> ANWEISUNGEN
#1 Gib den Absatz „Zunk: Grundsätzlich soll die Rente“ aus dem Text zur Berufsunfähigkeitsversicherung als kurze Stichpunktliste wieder. Die wesentlichen Fakten müssen erhalten bleiben.
#2 Nenne bitte alle verschiedenen Wörter aus dem Text zur Berufsunfähigkeitsversicherung, die den Bestandteil „berufsunfähig“ enthalten, unabhängig von Groß- und Kleinschreibung.
#3 Führe den Text zur Berufsunfähigkeitsversicherung im Anschluss an seinen letzten Satz weiter.

> LERNTEXT
────
Zunk: Grundsätzlich soll die Rente aus einer Berufsunfähigkeitsversicherung das Arbeitseinkommen ersetzen, wenn Sie berufsunfähig werden. Deshalb sollte sich die Laufzeit an der voraussichtlichen Dauer des Arbeitslebens orientieren. In den meisten Fällen wird dies bis zum Beginn der gesetzlichen Rente dauern. Endet sie früher, hätten Sie für eine gewisse Phase bis zum Eintritt des Rentenalters keinen Schutz; denn eine private Berufsunfähigkeitsversicherung wird in der Regel nur so lange gezahlt, wie auch der Vertrag läuft. Es gibt allerdings auch Tarife, bei denen die Absicherung beispielsweise mit dem 60.Lebensalter endet, aber im Falle des Eintritts einer Berufsunfähigkeit bis zum Erreichen des regulären gesetzlichen Renteneintrittsalters gezahlt werden würde.
Kann ich den Berufsunfähigkeitsschutz auch mit meiner Lebensversicherung verbinden?
────
> GEGEBENE AUFLISTUNG
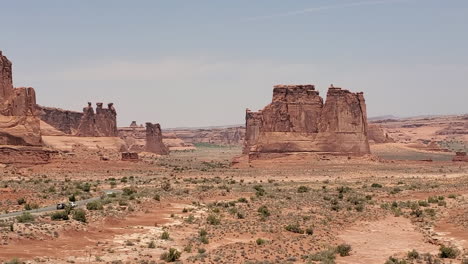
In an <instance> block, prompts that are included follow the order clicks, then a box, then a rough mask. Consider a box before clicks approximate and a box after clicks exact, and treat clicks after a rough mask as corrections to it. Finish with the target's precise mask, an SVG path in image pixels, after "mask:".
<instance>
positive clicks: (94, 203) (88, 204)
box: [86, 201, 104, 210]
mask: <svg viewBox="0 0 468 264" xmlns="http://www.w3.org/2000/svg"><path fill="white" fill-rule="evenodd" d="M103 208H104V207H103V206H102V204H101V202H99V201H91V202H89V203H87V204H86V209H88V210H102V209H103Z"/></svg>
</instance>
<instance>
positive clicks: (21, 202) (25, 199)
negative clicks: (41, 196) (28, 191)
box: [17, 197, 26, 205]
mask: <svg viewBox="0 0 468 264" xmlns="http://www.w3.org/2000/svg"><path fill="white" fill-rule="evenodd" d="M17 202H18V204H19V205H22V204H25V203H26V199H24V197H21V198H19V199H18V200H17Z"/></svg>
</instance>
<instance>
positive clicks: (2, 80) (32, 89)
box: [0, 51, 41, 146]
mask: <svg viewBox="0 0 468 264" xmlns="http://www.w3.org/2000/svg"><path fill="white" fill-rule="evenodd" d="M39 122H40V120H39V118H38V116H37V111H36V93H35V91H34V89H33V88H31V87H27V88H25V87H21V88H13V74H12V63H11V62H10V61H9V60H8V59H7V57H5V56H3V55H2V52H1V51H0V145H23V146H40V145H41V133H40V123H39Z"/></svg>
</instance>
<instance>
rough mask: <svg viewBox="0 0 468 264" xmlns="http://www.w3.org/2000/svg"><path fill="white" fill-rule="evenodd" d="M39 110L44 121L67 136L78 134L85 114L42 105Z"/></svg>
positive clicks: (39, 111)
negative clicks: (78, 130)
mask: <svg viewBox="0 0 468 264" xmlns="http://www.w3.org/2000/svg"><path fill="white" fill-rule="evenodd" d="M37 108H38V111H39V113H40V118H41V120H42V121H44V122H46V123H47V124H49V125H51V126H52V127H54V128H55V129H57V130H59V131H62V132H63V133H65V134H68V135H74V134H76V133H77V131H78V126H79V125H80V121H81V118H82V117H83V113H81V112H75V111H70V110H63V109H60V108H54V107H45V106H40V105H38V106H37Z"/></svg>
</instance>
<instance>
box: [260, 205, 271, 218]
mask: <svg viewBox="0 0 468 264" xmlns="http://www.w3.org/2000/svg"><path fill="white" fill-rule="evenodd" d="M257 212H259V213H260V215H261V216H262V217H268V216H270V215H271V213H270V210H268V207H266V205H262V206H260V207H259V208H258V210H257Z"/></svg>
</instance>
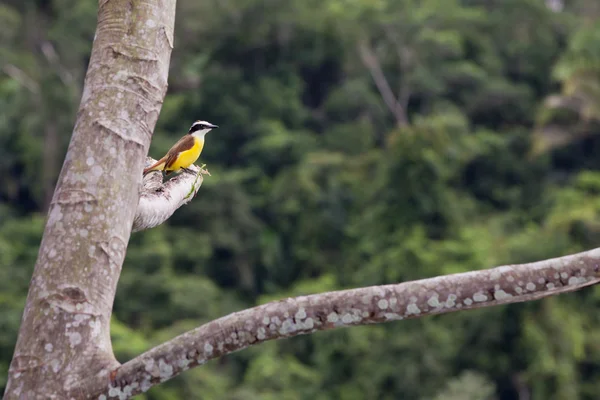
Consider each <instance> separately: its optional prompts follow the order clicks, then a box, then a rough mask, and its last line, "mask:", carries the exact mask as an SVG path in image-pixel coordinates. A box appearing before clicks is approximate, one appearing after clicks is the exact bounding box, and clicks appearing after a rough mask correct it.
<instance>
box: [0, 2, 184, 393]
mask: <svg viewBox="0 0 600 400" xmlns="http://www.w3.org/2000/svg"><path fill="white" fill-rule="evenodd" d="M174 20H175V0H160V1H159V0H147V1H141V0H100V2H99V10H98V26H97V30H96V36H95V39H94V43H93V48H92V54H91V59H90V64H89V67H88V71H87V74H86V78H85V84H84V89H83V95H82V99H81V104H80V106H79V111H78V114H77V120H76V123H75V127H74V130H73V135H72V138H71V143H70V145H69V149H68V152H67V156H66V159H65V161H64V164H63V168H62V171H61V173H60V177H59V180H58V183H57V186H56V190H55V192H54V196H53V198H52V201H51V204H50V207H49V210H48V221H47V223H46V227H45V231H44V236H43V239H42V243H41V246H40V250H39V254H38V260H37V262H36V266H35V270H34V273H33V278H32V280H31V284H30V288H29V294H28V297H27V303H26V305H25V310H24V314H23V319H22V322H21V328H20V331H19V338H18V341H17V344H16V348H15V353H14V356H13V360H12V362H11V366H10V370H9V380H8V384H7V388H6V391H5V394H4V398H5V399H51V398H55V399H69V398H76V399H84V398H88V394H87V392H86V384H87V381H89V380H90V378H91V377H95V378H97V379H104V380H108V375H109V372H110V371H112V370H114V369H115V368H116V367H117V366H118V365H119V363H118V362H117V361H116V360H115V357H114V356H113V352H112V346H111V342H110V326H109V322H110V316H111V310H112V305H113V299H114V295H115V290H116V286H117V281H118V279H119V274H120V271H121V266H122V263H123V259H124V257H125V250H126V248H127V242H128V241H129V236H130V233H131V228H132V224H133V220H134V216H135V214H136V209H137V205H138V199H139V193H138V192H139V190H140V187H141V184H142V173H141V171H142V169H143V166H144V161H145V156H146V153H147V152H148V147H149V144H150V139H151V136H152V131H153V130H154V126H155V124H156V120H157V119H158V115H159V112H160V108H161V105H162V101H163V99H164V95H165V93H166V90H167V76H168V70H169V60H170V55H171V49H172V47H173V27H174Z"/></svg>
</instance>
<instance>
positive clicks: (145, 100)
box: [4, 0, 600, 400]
────
> ANTWORTEN
#1
- Die Rente aus einer Berufsunfähigkeitsversicherung soll bei Berufsunfähigkeit das Arbeitseinkommen ersetzen.
- Die Laufzeit sollte sich daher an der voraussichtlichen Dauer des Arbeitslebens orientieren, meist bis zum Beginn der gesetzlichen Rente.
- Endet der Vertrag früher, besteht bis zum Rentenalter kein Schutz. Die private Versicherung zahlt in der Regel nur, solange der Vertrag läuft.
- Es gibt auch Tarife, deren Absicherung etwa mit dem 60. Lebensjahr endet. Tritt die Berufsunfähigkeit vorher ein, zahlen sie bis zum regulären gesetzlichen Renteneintrittsalter.

#2
- Berufsunfähigkeitsversicherung
- berufsunfähig
- Berufsunfähigkeit
- Berufsunfähigkeitsschutz

#3
Zunk: Ja, Sie können die Berufsunfähigkeit entweder selbstständig versichern oder als Zusatzversicherung zu einer Lebens- oder Rentenversicherung. Solche Zusatz-versicherungen stellen sicher, dass Versicherte ihre Beiträge zur Todesfallabsicherung oder zur Altersvorsorge auch im BU-Fall leisten können. Außerdem können Sie über diese Zusatzversicherungen die Zahlung einer Berufsunfähigkeitsrente absichern.
Gibt es eigentlich auch abgespeckte Varianten einer Berufsunfähigkeitsversicherung, falls mir z.B. wegen meiner Vorerkrankungen der Komplettschutz zu teuer ist?
Zunk: Das Spektrum reicht von verschiedenen Varianten der Berufsunfähigkeitsversicherung über Erwerbsunfähigkeitsversicherungen und Grundfähigkeitsversicherungen bis hin zu sogenannten Multi-Risk- und Dread-Disease-Produkten. Die Dread-Disease-Versicherung, was so viel bedeutet wie „Schwere-Krankheiten-Versicherung“, zahlt zum Beispiel einen einmaligen Geldbetrag, wenn eine vertraglich definierte Krankheit eintritt.